Locate every line in the listing that contains the word "wireless" and copy each one in full. Case counts.

> _Task material_
━━━━━━━━━━
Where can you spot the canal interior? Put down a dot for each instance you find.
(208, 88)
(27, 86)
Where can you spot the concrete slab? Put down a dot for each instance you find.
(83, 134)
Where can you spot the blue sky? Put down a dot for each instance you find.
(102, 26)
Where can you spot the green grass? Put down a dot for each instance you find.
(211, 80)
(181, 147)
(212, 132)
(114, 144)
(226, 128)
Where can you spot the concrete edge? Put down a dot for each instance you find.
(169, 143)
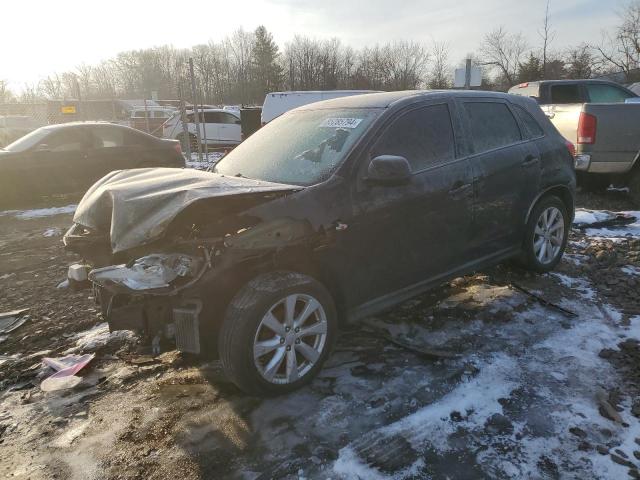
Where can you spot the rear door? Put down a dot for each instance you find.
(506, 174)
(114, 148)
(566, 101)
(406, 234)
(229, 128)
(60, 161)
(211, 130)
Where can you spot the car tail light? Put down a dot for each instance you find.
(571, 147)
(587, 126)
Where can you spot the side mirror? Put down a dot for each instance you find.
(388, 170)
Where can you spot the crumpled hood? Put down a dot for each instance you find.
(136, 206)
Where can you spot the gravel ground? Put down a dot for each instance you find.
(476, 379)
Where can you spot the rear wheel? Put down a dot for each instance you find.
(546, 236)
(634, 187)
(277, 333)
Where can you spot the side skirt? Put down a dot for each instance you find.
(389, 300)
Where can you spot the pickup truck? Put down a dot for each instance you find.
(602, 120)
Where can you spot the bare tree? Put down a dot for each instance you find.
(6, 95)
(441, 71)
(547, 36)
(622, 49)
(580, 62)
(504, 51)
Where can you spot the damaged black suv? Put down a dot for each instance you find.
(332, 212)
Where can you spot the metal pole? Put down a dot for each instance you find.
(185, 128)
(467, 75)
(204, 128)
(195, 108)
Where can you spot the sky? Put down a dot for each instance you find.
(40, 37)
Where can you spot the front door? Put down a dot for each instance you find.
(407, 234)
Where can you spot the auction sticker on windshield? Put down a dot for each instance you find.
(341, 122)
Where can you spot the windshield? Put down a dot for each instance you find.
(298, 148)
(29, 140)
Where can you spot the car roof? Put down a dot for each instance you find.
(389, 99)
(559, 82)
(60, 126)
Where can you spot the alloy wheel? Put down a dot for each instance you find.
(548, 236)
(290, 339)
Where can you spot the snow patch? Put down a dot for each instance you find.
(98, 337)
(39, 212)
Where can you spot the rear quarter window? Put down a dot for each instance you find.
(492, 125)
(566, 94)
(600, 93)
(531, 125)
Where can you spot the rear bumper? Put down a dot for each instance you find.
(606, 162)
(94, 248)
━━━━━━━━━━
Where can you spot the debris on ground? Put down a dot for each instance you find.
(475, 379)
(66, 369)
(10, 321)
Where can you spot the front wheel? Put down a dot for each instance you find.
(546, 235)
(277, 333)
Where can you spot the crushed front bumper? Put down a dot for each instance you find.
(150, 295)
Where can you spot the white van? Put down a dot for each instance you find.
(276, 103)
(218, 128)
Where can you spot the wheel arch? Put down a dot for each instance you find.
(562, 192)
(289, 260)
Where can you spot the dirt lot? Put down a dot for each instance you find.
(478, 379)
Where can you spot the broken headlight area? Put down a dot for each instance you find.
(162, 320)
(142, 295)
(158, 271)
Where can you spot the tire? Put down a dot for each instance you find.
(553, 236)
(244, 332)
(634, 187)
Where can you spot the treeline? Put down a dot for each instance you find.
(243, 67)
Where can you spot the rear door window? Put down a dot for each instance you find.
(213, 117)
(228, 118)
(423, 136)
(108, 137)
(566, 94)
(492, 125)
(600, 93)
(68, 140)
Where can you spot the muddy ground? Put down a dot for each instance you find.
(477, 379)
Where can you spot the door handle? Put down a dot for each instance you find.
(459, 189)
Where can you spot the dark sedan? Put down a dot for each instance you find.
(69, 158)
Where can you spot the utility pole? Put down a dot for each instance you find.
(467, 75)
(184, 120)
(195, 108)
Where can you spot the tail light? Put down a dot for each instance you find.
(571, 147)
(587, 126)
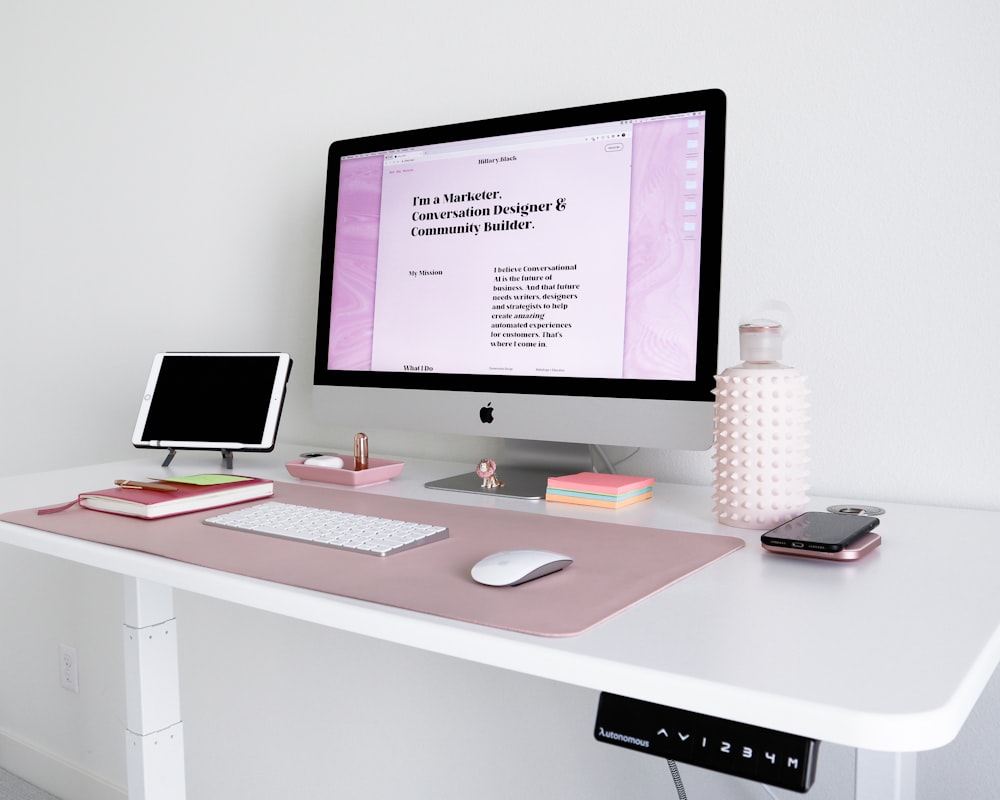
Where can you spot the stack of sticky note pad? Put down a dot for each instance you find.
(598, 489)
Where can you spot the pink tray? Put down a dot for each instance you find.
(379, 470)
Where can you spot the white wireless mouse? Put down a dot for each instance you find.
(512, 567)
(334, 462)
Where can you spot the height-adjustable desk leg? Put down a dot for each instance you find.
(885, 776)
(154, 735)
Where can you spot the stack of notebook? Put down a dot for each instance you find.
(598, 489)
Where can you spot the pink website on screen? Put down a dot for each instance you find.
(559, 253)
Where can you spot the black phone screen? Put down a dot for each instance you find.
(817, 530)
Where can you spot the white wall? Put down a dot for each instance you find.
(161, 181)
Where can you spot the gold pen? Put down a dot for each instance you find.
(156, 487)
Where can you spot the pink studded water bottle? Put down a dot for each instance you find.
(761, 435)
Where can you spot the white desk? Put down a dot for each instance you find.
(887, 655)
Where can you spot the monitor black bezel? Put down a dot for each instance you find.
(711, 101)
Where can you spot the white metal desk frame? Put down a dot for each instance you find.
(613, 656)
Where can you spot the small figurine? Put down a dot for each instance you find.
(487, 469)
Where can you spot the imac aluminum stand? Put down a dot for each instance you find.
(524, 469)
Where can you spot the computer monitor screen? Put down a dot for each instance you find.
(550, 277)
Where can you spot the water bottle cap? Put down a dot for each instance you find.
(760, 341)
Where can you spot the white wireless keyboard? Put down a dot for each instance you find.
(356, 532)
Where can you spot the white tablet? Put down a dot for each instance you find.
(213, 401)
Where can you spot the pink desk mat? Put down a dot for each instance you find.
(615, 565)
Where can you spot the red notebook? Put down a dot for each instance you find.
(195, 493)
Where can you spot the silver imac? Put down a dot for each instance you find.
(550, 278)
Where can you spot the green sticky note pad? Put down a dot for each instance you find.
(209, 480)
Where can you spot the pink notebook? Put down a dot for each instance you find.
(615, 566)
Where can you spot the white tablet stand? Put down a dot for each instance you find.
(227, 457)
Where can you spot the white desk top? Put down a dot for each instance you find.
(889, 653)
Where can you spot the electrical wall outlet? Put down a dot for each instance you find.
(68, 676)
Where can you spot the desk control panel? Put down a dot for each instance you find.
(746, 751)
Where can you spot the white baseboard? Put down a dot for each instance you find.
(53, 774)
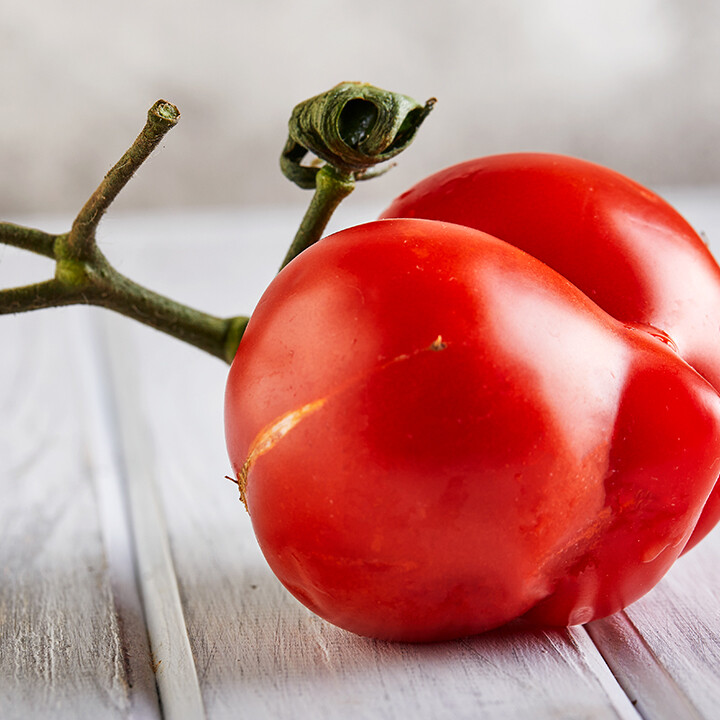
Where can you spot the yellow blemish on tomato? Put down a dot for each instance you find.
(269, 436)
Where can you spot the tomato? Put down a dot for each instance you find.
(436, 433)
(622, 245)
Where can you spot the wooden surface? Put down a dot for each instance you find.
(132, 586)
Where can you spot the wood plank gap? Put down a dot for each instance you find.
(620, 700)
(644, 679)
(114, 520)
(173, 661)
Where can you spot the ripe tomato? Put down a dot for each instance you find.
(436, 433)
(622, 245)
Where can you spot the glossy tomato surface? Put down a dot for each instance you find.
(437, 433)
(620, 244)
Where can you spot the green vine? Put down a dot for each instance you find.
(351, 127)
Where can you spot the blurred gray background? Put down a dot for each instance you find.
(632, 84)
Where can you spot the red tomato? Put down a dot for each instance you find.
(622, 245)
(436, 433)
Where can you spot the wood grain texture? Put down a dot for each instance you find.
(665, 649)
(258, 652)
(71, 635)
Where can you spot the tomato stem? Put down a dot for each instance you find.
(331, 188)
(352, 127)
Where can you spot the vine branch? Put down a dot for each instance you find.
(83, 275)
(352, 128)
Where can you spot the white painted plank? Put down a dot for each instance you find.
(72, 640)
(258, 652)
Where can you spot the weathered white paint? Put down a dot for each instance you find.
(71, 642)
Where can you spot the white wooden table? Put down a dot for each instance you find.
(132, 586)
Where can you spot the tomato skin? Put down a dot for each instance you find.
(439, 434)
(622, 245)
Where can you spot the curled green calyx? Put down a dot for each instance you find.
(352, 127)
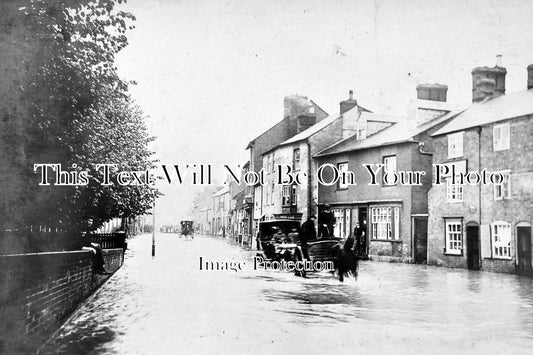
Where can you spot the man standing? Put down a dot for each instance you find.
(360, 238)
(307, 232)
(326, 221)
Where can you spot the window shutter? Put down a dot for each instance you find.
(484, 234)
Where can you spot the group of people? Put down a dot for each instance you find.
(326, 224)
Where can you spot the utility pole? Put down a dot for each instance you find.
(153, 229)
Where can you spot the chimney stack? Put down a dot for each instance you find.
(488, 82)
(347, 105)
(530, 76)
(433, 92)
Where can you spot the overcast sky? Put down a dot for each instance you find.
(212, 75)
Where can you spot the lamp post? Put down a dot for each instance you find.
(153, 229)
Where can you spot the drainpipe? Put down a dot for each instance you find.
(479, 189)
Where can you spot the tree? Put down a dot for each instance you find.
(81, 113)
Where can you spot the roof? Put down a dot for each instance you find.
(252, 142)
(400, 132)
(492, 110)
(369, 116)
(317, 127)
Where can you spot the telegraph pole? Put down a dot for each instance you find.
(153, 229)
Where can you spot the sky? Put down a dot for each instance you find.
━━━━━━━━━━
> _Response for this exercise_
Where can you spot the white wireless mouse? Put down a dot for each instance you find.
Where can you spot the white wireless keyboard? Put down a dot for each instance you find.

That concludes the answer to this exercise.